> SELECTED EXTRACT
+++++
Given the equation:
$$x^e\equiv c \pmod p$$
where $p$ is prime number, $c$ is positive integer and $e$ is positive integer and $\gcd(e, p-1) = 1$. Explain how would you solve given equation.
Also, using that explanation solve next equation:
$$x^{77} \equiv 2 \pmod{246}$$
I know that I need to use Chinese reminders theorem but I am not sure how... Please can you provide some explanation how to solve this.
By Bézout's theorem, there are integers $a,b$ such that $ae+b(p-1)=1$. Therefore, $$x = x^{ae+b(p-1)}\;\; \equiv c^a \cdot (x^{p-1})^b \equiv c^a \pmod p.$$
For your specific question, you have $$\begin{cases} x^{77} \equiv x \equiv 2 \equiv 0 \pmod 2\\ x^{77} \equiv x \equiv 2 \pmod 3\\ x^{77} \equiv 2 \pmod{41}\\ \end{cases}$$ The last equation becomes, because of the Bézout's identity $-25 \cdot 40 + 13 \cdot 77 = 1$, $$x \equiv 2^{13} \equiv 33 \pmod{41}$$ Then using the CRT you get $x \equiv 74 \pmod{246}$.
Yes, CRT works. $\ $ Easily $\,x\equiv 2\pmod{6}\,$ and $\ x\!\pmod{41}\,$ can be computed mentally:
${\rm mod}\ 40\!:\,\ \color{#c00}{\dfrac{1}{77}}\equiv \dfrac{-39}{-3}\equiv \color{#c00}{13},\ $ so $\,\ {\rm mod}\ \color{#0a0}{41\!:\ \, x}\equiv 2^{\color{#c00}{\large 1/77}}\!\equiv 2^{\color{#c00}{\large 13}}\!\equiv 2^{\large 3}(2^{\large 5})^{\large 2}\equiv 8(-9)^{\large 2}\equiv \color{#0a0}{-8}$
${\rm mod}\ 6\!:\ 2\equiv x\equiv \color{#0a0}{-8+41k}\equiv -8\!-\!k\!\iff\! k\equiv 2,\, $ so $\,x\equiv -8+41\cdot 2\equiv 74\pmod{\!6\cdot 41}$
+++++
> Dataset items
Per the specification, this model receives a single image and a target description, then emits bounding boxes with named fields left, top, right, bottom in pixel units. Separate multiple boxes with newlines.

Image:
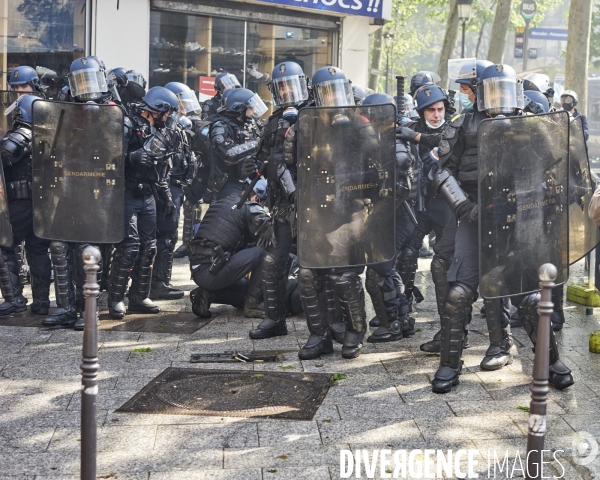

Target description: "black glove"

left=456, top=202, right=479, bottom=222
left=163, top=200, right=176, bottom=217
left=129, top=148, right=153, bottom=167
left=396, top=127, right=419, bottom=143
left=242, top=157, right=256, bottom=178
+++++
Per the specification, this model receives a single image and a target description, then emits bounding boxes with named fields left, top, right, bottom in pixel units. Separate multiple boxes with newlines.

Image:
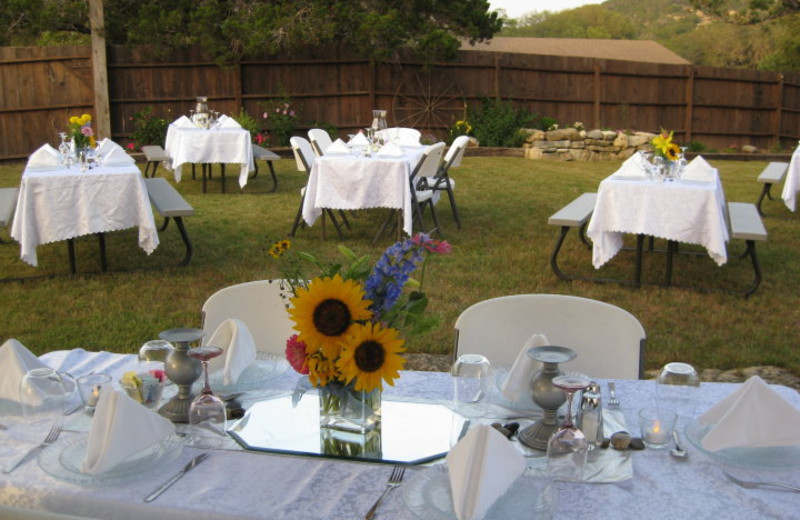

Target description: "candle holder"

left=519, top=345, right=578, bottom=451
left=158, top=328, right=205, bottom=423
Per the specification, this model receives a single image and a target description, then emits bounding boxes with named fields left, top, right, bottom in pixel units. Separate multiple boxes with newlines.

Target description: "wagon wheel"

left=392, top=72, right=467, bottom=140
+++++
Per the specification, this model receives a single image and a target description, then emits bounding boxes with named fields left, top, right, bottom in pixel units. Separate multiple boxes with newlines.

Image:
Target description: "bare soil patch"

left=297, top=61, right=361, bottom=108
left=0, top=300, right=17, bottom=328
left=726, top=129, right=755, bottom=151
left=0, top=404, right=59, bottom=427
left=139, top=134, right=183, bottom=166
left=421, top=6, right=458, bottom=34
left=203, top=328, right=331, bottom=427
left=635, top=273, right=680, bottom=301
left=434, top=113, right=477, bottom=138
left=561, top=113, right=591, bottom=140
+++++
> EXERCISE DETAILS
Could you write out, word for word, the stretch of the modular equation thread above from "Also, using that" through "to solve this."?

> TASK SOLUTION
Also, using that explanation solve next equation:
$$x^{77} \equiv 2 \pmod{246}$$
I know that I need to use Chinese reminders theorem but I am not sure how... Please can you provide some explanation how to solve this.